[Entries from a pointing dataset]
..........

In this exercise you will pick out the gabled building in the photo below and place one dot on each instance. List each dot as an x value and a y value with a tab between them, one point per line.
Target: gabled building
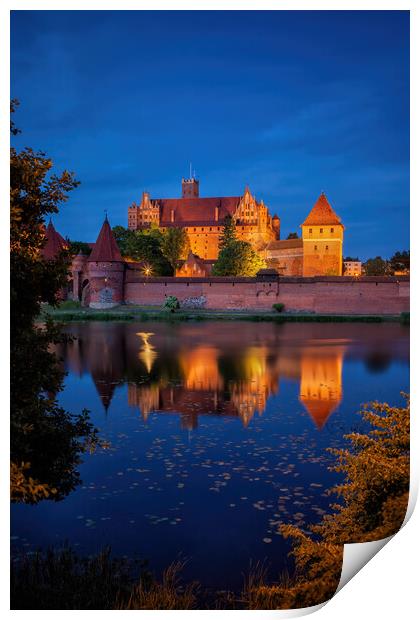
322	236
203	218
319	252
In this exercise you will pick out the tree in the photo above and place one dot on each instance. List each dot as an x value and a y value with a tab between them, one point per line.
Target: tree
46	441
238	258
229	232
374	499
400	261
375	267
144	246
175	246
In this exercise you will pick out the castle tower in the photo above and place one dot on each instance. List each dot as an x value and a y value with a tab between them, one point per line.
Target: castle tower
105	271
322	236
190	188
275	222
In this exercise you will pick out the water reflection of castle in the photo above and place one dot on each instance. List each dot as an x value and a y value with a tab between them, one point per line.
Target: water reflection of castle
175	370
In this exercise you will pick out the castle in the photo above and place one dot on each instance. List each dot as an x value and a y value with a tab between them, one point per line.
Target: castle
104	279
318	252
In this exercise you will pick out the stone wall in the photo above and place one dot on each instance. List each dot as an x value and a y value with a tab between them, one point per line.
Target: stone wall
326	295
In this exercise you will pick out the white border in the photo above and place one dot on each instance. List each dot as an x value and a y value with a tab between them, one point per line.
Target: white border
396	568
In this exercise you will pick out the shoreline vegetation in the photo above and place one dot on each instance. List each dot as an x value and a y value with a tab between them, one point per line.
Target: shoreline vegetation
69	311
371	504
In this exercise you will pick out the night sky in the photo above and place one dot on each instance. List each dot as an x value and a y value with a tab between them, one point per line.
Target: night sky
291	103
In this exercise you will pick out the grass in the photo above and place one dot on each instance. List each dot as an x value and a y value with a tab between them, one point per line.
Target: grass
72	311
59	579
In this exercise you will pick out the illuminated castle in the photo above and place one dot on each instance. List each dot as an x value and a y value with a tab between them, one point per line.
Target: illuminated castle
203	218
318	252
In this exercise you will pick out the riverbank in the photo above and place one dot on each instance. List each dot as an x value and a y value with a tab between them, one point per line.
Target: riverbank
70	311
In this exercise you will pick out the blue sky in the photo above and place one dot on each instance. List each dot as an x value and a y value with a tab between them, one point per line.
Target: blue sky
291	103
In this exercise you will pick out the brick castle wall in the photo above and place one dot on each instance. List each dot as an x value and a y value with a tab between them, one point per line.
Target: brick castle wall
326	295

..........

**GIVEN REQUEST**
Reproduce word for word the lines of the material, starting with the line that contains "In this exercise you will pick out the illuminated" and going on through the end of the material.

**SOLUTION FOR THIS PROBLEM**
In this exercise you will pick out the illuminated castle in the photo above and place one dot on each instance. List each dot as an x value and a y value with a tab between them, one point per line.
Target: illuminated castle
203	218
318	252
In this exercise you will pick out the riverbank in the photo above and place one dot on each instance. List each dot as an x value and a y value with a tab between them, one point per line.
Target: riverbank
70	311
In this exercise you will pick out the blue sky in the photo above and place one dot on each instance. List each dot as an x value and a y value with a tab between them, one point per line.
Target: blue sky
291	103
In this exercise you will pick out the brick castle wall in the photo above and place one dot on each instance. List each dot as an x value and a y value with a tab between them, one point per line.
Target: brick castle wall
326	295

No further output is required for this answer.